## Text passage
_____
# Edge finder,do you use one?



## Ken from ontario (Jan 30, 2017)

I just installed an inexpensive DRO on my mini mill and now am thinking if I get myself a decent edge finder it would go hand in hand with my new DRO , so far none of my projects needed  such precision that a tool like an edge/center finder would be handy , I managed to lightly scrape the x or y sides  of the workpiece with the end mill to feel the edges and then go from there.
So my question is , whether you find using this tool essential  for your type of milling/ precision work , if you do, what make is better ? do you use the electronic type or still use the old style?


----------



## Jim T (Jan 30, 2017)

Ken from ontario said:


> I just installed an inexpensive DRO on my mini mill and now am thinking if I get myself a decent edge finder it would go hand in hand with my new DRO , so far none of my projects needed  such precision that a tool like an edge/center finder would be handy , I managed to lightly scrape the x or y sides  of the workpiece with the end mill to feel the edges and then go from there.
_____
Source records:
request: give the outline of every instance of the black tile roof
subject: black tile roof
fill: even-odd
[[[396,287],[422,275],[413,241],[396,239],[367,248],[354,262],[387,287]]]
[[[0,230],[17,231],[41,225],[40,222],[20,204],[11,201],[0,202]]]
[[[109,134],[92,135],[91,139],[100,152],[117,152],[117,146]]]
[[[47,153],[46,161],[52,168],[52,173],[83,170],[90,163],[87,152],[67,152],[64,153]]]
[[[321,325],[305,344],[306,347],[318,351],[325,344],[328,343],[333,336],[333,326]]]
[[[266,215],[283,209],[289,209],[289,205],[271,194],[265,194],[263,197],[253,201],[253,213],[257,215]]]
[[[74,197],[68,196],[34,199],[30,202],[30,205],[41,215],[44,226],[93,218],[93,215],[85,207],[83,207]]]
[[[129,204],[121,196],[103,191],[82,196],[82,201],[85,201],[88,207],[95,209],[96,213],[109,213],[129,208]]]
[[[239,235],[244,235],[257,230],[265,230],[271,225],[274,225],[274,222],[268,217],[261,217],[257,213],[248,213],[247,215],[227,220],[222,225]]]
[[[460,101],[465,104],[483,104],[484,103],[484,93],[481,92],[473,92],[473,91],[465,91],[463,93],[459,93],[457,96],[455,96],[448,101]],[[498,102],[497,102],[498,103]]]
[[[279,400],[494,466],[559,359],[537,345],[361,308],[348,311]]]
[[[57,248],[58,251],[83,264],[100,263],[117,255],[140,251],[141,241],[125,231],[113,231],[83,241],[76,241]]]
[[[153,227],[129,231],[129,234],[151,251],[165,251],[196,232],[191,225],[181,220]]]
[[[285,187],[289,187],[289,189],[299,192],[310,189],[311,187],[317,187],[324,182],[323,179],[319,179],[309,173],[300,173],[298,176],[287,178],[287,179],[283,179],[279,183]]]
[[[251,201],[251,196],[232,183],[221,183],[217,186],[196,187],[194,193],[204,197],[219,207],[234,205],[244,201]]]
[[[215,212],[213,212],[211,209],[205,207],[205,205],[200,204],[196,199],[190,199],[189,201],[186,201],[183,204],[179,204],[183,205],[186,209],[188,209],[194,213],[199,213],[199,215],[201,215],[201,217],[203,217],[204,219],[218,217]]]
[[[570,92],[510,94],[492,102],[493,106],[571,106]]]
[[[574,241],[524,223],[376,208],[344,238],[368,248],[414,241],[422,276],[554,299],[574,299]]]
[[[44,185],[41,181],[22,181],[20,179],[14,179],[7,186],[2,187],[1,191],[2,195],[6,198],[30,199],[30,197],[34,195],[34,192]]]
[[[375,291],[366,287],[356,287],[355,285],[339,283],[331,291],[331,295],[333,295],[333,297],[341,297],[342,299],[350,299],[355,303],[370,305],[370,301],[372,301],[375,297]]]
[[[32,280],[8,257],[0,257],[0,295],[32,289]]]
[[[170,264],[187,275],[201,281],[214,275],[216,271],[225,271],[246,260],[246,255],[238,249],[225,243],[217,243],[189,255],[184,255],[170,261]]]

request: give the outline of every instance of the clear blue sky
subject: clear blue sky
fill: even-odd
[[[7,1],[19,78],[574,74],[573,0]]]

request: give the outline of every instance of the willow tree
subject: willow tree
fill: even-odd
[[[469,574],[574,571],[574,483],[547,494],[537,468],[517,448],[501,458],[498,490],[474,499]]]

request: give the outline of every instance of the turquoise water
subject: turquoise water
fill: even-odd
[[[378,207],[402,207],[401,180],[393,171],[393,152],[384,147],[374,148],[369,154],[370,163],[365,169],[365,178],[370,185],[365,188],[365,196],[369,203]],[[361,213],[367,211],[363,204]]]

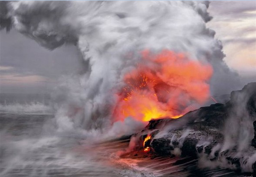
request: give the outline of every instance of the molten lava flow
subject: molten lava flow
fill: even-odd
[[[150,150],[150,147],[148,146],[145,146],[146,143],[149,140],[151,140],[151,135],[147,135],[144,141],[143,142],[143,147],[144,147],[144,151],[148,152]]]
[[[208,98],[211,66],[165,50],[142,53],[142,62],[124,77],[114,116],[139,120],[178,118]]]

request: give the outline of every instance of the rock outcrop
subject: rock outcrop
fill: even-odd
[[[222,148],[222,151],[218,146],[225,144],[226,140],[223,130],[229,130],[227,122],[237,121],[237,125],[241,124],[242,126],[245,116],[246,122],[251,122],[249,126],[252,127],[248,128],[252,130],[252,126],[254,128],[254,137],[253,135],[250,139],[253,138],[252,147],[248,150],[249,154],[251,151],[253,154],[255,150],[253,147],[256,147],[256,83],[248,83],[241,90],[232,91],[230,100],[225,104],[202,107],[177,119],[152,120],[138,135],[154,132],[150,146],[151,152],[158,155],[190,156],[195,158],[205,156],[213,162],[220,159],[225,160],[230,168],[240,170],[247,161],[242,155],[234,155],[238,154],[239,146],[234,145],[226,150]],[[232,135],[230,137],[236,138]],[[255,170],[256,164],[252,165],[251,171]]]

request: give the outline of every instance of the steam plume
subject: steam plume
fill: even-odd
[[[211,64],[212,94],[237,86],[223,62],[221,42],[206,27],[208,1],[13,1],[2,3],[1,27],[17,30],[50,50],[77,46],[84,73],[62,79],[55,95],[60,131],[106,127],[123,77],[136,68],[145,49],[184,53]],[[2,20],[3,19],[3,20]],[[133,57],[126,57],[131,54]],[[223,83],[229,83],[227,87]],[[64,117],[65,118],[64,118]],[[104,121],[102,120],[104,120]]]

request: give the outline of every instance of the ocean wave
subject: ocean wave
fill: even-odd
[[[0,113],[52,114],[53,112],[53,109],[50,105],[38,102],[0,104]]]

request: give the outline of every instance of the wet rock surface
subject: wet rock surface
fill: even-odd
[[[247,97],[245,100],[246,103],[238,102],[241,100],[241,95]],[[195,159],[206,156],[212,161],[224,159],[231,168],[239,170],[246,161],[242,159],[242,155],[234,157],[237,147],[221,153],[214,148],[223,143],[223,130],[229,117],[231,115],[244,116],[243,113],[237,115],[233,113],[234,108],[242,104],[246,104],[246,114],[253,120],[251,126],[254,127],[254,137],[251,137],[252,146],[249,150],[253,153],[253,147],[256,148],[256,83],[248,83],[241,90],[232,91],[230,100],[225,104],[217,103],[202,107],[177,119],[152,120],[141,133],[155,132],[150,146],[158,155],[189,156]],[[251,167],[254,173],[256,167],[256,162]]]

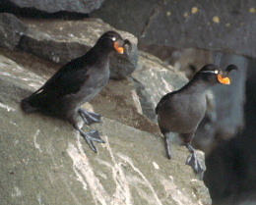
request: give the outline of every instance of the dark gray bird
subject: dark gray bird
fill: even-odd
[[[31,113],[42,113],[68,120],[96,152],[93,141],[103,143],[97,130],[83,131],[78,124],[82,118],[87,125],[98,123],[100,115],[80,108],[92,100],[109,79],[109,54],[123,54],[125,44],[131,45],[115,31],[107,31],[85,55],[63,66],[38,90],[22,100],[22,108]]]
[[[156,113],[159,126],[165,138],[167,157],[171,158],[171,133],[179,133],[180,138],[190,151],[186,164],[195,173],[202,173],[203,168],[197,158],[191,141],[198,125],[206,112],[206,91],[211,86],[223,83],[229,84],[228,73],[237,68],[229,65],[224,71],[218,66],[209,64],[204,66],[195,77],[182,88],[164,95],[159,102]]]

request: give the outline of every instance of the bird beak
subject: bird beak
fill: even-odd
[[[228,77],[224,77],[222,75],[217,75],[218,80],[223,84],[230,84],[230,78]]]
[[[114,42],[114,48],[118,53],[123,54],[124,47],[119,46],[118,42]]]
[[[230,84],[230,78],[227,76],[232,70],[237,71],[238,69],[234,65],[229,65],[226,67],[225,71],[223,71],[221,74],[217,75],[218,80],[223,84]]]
_____
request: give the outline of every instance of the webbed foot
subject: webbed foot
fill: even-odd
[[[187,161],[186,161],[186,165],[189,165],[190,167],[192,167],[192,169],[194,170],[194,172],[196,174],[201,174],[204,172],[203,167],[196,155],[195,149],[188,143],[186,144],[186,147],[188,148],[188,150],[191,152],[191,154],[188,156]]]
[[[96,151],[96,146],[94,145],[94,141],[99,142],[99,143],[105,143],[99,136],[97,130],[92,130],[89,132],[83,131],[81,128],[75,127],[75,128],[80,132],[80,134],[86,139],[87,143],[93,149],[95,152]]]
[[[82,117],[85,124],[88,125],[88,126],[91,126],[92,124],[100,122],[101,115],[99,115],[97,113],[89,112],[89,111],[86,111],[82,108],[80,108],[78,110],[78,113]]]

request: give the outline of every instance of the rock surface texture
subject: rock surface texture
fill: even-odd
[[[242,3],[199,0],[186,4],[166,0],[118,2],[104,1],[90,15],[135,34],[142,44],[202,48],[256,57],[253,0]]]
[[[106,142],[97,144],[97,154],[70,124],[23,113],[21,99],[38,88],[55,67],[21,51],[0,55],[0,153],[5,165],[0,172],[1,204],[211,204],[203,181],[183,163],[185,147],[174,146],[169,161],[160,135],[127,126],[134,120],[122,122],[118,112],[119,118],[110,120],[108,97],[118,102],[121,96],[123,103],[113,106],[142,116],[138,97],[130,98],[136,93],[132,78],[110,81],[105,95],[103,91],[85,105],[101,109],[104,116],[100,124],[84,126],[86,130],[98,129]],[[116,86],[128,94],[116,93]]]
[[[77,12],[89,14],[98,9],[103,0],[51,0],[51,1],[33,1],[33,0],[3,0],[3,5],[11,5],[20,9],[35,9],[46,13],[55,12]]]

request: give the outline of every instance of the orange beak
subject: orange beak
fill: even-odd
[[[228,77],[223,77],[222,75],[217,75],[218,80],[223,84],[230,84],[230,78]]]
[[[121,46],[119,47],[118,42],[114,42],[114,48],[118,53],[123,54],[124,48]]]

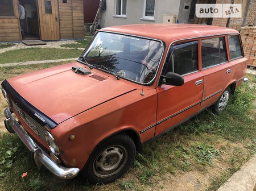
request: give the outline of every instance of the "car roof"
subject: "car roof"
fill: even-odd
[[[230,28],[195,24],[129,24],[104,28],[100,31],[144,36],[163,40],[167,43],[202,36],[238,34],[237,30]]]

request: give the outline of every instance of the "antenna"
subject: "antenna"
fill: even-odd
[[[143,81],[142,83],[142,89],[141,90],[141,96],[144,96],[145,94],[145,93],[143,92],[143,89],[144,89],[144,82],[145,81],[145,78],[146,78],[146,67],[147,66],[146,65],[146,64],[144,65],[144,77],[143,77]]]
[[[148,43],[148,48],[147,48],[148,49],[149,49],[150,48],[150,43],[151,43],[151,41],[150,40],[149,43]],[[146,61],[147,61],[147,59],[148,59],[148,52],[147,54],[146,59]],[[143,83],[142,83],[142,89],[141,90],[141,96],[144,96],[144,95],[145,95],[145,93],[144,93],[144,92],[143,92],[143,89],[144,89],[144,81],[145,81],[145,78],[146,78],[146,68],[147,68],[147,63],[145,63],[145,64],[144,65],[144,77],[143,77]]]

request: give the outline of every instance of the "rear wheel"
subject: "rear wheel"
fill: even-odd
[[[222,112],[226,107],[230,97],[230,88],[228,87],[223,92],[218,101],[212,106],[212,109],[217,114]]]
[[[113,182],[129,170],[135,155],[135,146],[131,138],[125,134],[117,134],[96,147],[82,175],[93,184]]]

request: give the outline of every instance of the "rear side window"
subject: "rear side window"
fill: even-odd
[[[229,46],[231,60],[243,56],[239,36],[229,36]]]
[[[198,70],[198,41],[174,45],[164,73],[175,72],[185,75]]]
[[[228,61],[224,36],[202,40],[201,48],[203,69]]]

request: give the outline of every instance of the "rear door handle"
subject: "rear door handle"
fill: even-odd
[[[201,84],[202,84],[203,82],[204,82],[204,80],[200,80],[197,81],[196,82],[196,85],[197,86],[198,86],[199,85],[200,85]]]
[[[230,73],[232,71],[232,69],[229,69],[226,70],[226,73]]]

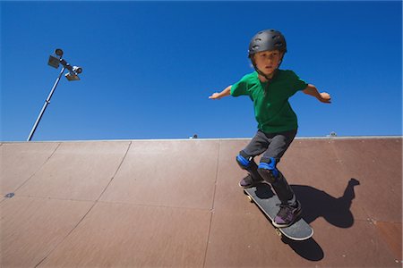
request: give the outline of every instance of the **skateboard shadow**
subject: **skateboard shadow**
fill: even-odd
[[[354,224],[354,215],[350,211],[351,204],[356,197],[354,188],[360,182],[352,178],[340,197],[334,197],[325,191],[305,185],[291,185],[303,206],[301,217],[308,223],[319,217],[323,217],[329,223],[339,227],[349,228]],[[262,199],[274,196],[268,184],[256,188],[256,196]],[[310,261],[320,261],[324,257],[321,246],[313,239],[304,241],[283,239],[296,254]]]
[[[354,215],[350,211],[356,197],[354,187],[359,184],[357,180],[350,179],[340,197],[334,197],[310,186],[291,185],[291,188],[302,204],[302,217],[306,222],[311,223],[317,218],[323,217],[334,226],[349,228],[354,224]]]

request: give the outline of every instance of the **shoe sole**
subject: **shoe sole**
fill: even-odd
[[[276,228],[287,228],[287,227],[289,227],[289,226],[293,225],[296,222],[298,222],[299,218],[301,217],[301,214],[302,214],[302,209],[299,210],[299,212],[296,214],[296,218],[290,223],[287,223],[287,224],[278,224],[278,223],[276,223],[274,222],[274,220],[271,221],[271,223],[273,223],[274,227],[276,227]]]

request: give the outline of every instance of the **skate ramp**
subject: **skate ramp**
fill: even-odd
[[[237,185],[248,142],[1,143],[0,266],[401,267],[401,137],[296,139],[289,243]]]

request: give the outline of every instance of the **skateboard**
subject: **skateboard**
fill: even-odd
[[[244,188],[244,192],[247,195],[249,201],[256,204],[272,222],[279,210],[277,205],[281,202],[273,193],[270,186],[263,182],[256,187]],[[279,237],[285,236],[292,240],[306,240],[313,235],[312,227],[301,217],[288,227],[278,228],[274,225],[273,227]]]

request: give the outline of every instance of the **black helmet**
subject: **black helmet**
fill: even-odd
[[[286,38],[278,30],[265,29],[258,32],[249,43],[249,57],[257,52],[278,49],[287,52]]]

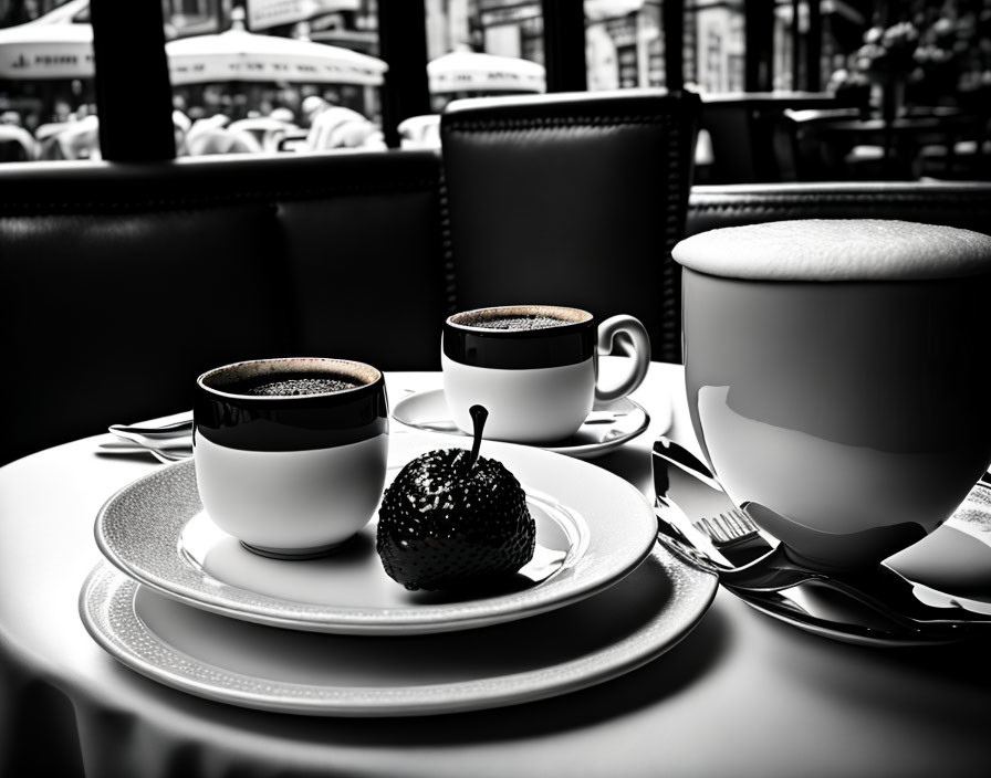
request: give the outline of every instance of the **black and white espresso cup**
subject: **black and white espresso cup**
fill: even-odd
_____
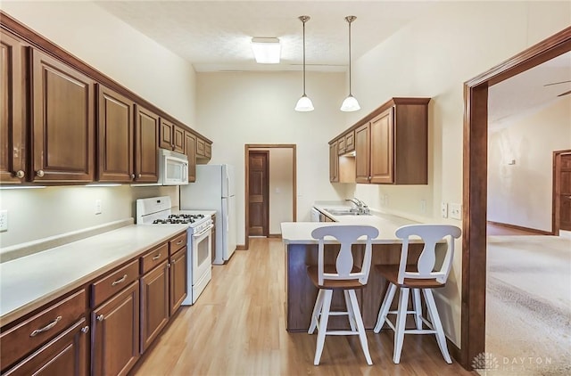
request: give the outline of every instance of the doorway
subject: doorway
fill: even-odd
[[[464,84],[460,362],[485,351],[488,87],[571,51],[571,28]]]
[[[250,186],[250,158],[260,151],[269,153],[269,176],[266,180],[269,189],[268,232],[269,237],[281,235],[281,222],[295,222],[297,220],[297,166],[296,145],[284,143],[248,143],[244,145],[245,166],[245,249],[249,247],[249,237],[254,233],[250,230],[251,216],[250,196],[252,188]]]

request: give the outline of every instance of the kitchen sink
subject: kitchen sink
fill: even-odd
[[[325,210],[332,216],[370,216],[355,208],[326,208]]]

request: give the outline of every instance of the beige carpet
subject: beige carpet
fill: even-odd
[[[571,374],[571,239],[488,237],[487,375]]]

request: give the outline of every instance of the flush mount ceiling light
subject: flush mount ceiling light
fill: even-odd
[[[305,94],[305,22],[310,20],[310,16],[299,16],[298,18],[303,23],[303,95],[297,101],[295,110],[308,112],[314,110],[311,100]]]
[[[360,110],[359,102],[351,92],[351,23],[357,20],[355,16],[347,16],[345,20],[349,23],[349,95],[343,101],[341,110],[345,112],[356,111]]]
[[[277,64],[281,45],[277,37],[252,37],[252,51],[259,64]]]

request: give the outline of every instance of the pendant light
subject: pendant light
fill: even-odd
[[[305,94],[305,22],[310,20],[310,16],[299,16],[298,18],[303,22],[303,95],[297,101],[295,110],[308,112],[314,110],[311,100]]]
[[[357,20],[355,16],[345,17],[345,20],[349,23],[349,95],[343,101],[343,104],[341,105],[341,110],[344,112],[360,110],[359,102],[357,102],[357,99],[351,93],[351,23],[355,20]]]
_____
## Task prompt
Please transcribe the part of the edge finder thread starting with "So my question" and going on through "T (Jan 30, 2017)".

## Result
So my question is , whether you find using this tool essential  for your type of milling/ precision work , if you do, what make is better ? do you use the electronic type or still use the old style?


----------



## Jim T (Jan 30, 2017)